◆ Action item
Count the lines below that contain the string "rough", treating uppercase and lowercase as distinct, and give only the number.

[Stored data]
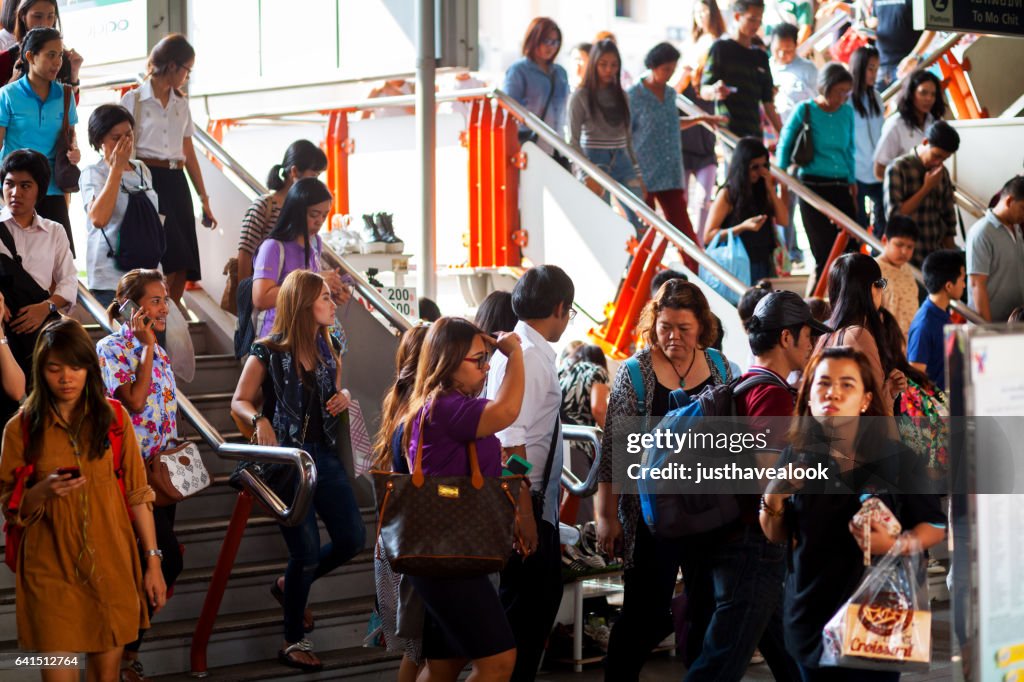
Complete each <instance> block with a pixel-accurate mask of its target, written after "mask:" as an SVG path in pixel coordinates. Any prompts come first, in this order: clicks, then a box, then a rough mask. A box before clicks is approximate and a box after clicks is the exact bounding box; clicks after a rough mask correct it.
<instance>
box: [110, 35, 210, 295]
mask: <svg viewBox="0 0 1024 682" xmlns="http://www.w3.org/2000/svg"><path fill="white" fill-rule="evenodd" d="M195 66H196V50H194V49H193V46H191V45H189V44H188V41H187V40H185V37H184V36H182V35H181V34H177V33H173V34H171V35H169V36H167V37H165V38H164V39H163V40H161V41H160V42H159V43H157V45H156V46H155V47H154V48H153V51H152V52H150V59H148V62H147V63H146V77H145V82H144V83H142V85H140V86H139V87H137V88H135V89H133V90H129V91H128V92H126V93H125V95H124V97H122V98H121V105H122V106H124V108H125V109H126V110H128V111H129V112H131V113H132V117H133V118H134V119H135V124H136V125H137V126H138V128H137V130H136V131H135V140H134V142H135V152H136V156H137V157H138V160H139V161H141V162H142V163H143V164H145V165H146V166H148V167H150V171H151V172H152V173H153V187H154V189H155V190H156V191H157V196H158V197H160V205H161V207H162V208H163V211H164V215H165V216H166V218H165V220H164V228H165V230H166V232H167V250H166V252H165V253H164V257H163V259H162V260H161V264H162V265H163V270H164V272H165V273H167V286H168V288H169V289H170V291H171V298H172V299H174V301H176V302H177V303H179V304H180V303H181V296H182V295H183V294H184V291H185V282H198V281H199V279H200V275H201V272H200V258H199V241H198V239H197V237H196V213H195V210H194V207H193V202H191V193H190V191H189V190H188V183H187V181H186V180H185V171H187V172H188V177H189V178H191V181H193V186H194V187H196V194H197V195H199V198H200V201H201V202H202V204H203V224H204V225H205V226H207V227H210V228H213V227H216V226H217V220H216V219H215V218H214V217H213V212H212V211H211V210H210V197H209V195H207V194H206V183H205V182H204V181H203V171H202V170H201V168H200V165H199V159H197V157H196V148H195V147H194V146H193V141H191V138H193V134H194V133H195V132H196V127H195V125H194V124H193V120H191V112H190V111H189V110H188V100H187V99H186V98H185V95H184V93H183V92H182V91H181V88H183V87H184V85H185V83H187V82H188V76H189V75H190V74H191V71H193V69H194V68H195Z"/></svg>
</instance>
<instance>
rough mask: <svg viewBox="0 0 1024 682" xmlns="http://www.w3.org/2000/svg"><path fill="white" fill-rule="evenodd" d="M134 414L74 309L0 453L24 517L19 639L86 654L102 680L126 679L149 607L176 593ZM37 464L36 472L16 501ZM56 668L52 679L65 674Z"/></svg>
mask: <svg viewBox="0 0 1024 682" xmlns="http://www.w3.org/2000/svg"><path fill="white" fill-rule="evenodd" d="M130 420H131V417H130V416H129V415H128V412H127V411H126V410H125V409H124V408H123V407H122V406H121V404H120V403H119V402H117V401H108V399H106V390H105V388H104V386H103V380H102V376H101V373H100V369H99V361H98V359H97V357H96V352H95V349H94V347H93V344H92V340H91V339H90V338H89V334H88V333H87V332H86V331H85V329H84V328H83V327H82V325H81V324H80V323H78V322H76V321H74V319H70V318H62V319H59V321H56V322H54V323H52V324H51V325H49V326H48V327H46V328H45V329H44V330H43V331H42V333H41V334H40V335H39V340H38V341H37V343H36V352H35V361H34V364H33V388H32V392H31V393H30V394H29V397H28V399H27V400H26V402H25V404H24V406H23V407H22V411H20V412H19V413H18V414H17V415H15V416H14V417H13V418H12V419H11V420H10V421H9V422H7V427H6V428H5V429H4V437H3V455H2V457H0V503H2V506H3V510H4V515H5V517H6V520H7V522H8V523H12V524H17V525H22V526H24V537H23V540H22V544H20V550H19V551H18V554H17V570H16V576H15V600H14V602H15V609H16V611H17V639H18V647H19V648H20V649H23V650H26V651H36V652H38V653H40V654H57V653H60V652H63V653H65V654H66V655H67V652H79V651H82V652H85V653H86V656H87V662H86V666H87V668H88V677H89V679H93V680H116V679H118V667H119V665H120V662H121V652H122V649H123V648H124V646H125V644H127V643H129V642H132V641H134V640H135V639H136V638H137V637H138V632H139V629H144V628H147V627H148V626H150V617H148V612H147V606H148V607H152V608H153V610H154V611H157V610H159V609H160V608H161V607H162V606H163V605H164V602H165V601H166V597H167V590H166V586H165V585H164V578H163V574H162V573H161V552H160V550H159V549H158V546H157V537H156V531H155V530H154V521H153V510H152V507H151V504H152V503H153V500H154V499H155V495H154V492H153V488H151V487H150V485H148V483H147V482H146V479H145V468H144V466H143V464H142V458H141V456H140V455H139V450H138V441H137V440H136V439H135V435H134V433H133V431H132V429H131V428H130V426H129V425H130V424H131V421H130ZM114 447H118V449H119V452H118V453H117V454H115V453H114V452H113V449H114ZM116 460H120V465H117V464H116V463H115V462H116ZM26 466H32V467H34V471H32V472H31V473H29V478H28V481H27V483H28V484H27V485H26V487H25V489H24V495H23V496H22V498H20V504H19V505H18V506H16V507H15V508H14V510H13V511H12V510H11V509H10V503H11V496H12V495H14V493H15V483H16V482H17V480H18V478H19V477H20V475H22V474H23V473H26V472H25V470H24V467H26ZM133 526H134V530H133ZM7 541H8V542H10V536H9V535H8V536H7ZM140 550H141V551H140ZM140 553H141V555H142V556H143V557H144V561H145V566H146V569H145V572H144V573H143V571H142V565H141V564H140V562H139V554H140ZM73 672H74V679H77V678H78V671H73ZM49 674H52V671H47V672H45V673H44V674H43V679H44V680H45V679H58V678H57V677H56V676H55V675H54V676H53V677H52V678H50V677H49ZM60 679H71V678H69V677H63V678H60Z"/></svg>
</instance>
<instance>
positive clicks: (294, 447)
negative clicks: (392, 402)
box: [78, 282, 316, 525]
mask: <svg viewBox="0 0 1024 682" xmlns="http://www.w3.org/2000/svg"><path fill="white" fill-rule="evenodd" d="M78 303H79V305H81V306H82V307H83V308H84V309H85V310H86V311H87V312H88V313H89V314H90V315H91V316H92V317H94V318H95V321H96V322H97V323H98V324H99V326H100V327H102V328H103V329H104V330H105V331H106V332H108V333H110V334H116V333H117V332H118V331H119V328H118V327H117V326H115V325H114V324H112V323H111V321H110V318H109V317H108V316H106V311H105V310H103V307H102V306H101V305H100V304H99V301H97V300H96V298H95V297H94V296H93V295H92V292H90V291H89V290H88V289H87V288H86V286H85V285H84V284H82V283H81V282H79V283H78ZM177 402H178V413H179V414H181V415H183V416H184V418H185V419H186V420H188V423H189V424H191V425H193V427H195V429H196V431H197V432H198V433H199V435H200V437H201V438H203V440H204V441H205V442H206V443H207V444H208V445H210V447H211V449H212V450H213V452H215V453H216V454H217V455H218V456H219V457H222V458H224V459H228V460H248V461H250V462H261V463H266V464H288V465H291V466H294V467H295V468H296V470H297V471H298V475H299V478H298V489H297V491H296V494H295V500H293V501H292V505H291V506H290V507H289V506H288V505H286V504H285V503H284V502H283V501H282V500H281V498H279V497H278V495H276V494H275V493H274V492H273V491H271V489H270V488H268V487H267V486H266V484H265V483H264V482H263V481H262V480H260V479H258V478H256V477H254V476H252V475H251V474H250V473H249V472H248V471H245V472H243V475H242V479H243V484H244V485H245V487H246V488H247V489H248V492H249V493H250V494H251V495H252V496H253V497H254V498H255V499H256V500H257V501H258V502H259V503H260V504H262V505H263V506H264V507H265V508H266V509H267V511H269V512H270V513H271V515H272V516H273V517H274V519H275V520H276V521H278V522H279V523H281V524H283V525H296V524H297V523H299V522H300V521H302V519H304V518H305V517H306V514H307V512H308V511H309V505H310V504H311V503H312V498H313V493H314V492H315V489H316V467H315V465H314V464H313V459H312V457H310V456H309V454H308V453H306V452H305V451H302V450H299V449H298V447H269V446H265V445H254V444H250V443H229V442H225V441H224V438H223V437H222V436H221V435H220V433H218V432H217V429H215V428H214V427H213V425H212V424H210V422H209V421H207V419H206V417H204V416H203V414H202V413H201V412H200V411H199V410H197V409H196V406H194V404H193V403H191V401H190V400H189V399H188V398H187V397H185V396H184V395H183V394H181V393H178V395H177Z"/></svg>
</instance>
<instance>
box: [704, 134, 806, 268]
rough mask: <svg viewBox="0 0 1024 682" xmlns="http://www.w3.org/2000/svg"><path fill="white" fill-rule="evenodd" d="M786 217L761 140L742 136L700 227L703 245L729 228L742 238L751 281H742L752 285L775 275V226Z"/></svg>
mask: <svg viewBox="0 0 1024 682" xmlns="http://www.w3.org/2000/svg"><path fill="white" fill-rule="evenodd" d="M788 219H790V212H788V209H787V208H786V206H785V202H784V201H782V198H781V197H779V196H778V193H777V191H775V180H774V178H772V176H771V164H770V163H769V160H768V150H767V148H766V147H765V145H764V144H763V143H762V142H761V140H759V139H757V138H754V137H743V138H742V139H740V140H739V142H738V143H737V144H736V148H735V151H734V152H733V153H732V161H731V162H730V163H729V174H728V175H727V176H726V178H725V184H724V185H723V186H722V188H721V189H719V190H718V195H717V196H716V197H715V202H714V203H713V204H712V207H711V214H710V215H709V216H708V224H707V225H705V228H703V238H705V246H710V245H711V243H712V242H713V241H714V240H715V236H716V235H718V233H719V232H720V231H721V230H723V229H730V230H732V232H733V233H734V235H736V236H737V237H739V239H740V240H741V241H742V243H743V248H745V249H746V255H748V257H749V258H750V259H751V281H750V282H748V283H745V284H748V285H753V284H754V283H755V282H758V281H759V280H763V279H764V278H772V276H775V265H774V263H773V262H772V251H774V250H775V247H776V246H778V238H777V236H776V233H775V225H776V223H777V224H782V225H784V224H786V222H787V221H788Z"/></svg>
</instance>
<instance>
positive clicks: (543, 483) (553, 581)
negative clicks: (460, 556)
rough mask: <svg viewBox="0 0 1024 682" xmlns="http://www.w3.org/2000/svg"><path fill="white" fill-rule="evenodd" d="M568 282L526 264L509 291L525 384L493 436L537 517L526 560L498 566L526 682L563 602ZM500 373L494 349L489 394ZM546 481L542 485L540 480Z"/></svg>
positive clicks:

◆ Response to the exercise
4